--- begin MATERIAL FOR THIS TASK ---
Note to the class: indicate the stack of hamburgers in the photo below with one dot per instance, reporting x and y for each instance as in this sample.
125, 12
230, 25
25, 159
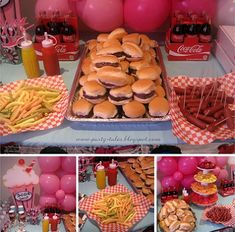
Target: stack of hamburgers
121, 77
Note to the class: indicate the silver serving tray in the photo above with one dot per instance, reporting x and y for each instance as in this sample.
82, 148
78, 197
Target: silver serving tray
76, 86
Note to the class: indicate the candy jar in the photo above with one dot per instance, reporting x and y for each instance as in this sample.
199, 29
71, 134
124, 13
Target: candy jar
100, 176
112, 173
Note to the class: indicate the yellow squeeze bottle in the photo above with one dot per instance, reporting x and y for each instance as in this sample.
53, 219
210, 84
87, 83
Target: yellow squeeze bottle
45, 224
29, 58
100, 176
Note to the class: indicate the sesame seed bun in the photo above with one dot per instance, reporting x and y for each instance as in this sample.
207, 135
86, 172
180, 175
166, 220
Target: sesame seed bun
158, 107
120, 96
150, 73
133, 52
134, 109
82, 108
105, 110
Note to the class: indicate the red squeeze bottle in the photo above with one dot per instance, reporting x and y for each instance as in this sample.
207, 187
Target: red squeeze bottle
50, 57
112, 173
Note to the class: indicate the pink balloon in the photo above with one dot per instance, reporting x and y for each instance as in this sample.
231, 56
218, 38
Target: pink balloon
216, 171
68, 183
102, 15
69, 203
47, 200
60, 195
178, 176
167, 166
169, 181
187, 165
222, 175
187, 181
49, 183
159, 187
51, 6
69, 164
49, 164
221, 161
146, 15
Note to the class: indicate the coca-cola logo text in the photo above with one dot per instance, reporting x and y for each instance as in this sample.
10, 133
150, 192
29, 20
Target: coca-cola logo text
192, 50
60, 48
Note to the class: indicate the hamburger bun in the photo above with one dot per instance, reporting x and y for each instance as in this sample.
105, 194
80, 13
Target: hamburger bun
113, 49
118, 33
105, 110
121, 95
102, 37
158, 107
93, 92
134, 109
105, 60
133, 52
150, 73
111, 77
82, 108
160, 91
133, 37
144, 90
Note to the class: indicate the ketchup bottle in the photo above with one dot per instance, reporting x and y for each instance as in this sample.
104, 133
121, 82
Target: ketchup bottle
50, 57
112, 173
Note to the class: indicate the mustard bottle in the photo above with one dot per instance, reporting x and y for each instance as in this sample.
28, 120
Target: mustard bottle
45, 224
29, 58
100, 176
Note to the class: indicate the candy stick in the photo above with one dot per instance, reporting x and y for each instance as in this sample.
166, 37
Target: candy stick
30, 167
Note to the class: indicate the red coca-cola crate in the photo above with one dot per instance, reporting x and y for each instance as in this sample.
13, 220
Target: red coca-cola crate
65, 51
190, 49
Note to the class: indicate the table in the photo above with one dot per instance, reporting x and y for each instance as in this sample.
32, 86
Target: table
90, 187
203, 226
109, 134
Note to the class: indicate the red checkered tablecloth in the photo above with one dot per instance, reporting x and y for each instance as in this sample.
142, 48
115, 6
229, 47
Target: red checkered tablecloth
185, 130
143, 205
53, 119
231, 222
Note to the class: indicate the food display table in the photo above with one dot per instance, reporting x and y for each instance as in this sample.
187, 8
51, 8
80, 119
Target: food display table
202, 225
107, 134
89, 188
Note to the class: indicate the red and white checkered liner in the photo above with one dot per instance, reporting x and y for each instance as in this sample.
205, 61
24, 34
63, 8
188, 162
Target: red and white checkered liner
53, 119
231, 222
185, 130
143, 205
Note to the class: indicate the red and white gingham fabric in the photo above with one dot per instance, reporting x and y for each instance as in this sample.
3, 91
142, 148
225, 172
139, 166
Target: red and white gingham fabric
143, 205
231, 222
53, 119
185, 130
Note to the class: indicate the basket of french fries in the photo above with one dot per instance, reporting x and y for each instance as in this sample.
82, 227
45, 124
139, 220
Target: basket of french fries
115, 208
32, 104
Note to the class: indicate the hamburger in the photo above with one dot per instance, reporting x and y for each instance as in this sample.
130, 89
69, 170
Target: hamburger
93, 92
105, 110
149, 73
120, 96
132, 51
144, 90
82, 108
158, 107
134, 109
105, 60
111, 77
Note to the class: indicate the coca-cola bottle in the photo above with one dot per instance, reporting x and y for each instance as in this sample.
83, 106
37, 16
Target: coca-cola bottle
205, 33
177, 33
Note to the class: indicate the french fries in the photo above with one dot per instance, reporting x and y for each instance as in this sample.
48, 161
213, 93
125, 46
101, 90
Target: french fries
27, 106
115, 208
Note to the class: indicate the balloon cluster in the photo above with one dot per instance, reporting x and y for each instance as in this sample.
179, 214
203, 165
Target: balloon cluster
58, 182
179, 172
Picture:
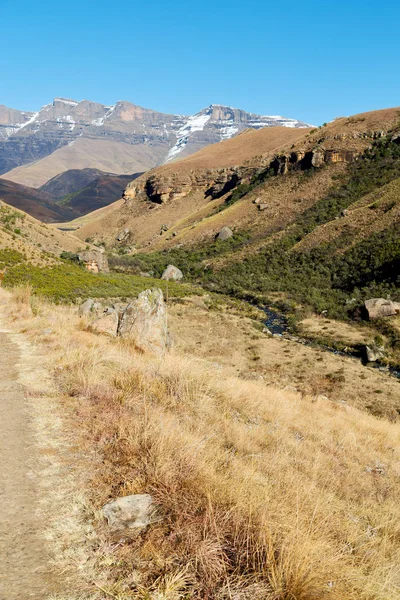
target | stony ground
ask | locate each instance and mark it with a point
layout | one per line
(24, 569)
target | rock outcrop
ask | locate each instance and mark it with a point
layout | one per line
(153, 137)
(134, 512)
(172, 273)
(375, 352)
(145, 322)
(378, 308)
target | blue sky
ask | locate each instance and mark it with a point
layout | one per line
(311, 60)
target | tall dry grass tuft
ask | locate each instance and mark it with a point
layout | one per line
(264, 494)
(22, 297)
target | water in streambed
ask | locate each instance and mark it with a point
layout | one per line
(277, 324)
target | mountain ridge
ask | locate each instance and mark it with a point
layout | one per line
(135, 138)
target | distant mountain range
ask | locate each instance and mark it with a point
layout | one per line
(120, 139)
--- end MATERIAL FOR THIS TASK ---
DESCRIPTION OF THE TASK |
Leave out the pictures and give the listing above again exactly.

ANSWER TO THE EXERCISE |
Note to the class: indicate the stack of hamburgers in the photo below with one dot per instance, reporting x and y for each instance as in this sample.
125, 12
230, 25
25, 159
Target: stack of hamburgers
121, 77
Note to the class: indicate the silver serving tray in the photo above with one dot per instance, reporting x and y for each instance as in this sample.
82, 148
78, 197
Target: silver serving tray
76, 86
Note to the class: indicate the candy jar in the photo above with one dot per instance, reporting x and y for each instance as in this sample.
199, 29
71, 134
124, 13
Target: candy jar
100, 176
112, 173
Note to the class: indicate the yellow squeeze bottle in the photo above with one dot per instance, reporting x and y for each instance as in this sample.
53, 219
210, 84
87, 83
Target: yellow squeeze bottle
45, 224
29, 58
100, 176
Note to the class: indicate the sesame seed bun in the photo above with one dot per instance, reporting x and y for each instance as in this sample.
207, 135
86, 172
180, 175
166, 220
Target: sesame seed bun
158, 107
120, 96
150, 73
133, 52
134, 109
82, 108
105, 110
Note to the class: indicate the red squeeze bottle in the photo above with one dot per instance, reporting x and y for each instance as in this sample.
207, 187
Target: red squeeze bottle
50, 57
112, 173
Note to the class: indicate the pink balloon in the photo above with one dot per instance, reporting x and y for each instance as in this sample.
231, 56
218, 38
Target: pink balloon
216, 171
68, 183
102, 15
69, 203
47, 200
60, 195
178, 176
167, 166
169, 181
187, 165
222, 175
187, 181
49, 183
159, 187
51, 6
69, 164
49, 164
221, 161
146, 15
Note to the class: indicate the coca-cola logo text in the photo above with one dot per instance, reporting x and y for each instance as in this sample.
10, 133
150, 192
29, 20
Target: coca-cola logo text
192, 50
60, 48
Note to the class: indicate the hamburger bun in the photo above with one dot per instance, reporting x and y for each instance as in this sample.
105, 194
80, 13
Target: hamburger bun
113, 49
118, 33
105, 110
121, 95
102, 37
158, 107
93, 92
134, 109
105, 60
133, 52
150, 73
111, 77
82, 108
160, 91
133, 37
144, 90
Note to the class: indicate the ketchup bottle in the photo above with one dot per instance, reporting x and y for each instance as in this sample.
104, 133
121, 82
Target: ketchup bottle
50, 57
112, 173
Note to the class: indicate the mustard bottle in the photo above with one dot per instance, reporting x and y for each instance as in this sample.
28, 120
Target: mustard bottle
45, 224
29, 58
100, 176
Note to the class: indicate the candy stick in the photo above with one dot per instance, reporting x and y for each instance as in this sample.
166, 37
Target: candy stick
30, 167
Note to the class: indicate the red coca-cola crate in the photo above with one dot per instance, reporting x and y for each instance as in this sample.
13, 220
Target: red coca-cola crate
65, 51
190, 49
Note to the class: indicate the table in the photo above with one dot per instance, reporting x and y for each instance as in this sample.
32, 86
Target: table
90, 187
203, 226
109, 134
Note to the class: indicate the red checkered tablecloth in the photo above with one dot per instance, reporting x and y for each instance as in this sample.
142, 48
115, 6
229, 47
Target: red checkered tablecloth
185, 130
143, 205
53, 119
231, 222
Note to the class: indicate the food display table in the photo above with one dot per instance, reporting x and y for each instance as in this sample.
187, 8
51, 8
80, 119
Target: food display table
202, 225
107, 134
89, 188
Note to the class: indicate the red and white checkered liner in the photo above with one dot per instance, reporting x and y for each instance as in this sample.
205, 61
24, 34
63, 8
188, 162
Target: red and white checkered liner
53, 119
231, 222
185, 130
143, 205
Note to the class: indicate the red and white gingham fabric in the photo above with one dot per instance, reporting x and y for each instance as in this sample.
3, 91
142, 148
225, 172
139, 166
Target: red and white gingham fabric
143, 205
231, 222
53, 119
185, 130
Note to the class: indicate the basket of french fries in the photo above with one dot per instance, reporting x and y for each instance as in this sample.
82, 227
45, 124
139, 220
Target: basket of french fries
115, 208
32, 104
Note to the class: indicate the hamburger in the photo above with one dot per instance, reporting x and y for each instance as in this sample.
130, 89
69, 170
Target: hamburger
93, 92
105, 110
149, 73
120, 96
132, 51
144, 90
82, 108
158, 107
134, 109
105, 60
111, 77
Note to the class: indicate the coca-cola bottle in the photo above with one dot per instance, reporting x and y for each instance as in this sample.
83, 106
37, 16
Target: coca-cola bottle
205, 33
177, 33
Note to the class: indicate the french fries in the photo above with one dot per instance, reporting x and y for each instance as in this sample.
48, 161
213, 93
125, 46
101, 90
Target: french fries
27, 106
115, 208
Note to the class: indicate the balloon cluster in the photo above with one dot per instance, reporting x and y for each instance as in this sample.
179, 214
203, 165
Target: balloon cluster
58, 182
179, 172
Picture:
target | stony ground
ask | locate each instance and mark it with a point
layout | one per line
(24, 569)
target | rock outcrop
ask | locate each instance and mark it with a point
layout | one per line
(153, 137)
(134, 512)
(172, 273)
(375, 352)
(145, 322)
(378, 308)
target | blue sky
ask | locate each instance and mark it with a point
layout | one per line
(311, 60)
target | tall dry grass tuft
ask | locate each instance and mark it with a point
layout | one per line
(264, 494)
(22, 297)
target | water in streambed
ask | locate each instance and mark it with a point
layout | one per line
(277, 324)
target | mountain ridge
ask | locate each instance and mark it with a point
layout | one per line
(135, 138)
target | distant mountain range
ask | locate each instance and mark it with a point
layout | one per line
(120, 139)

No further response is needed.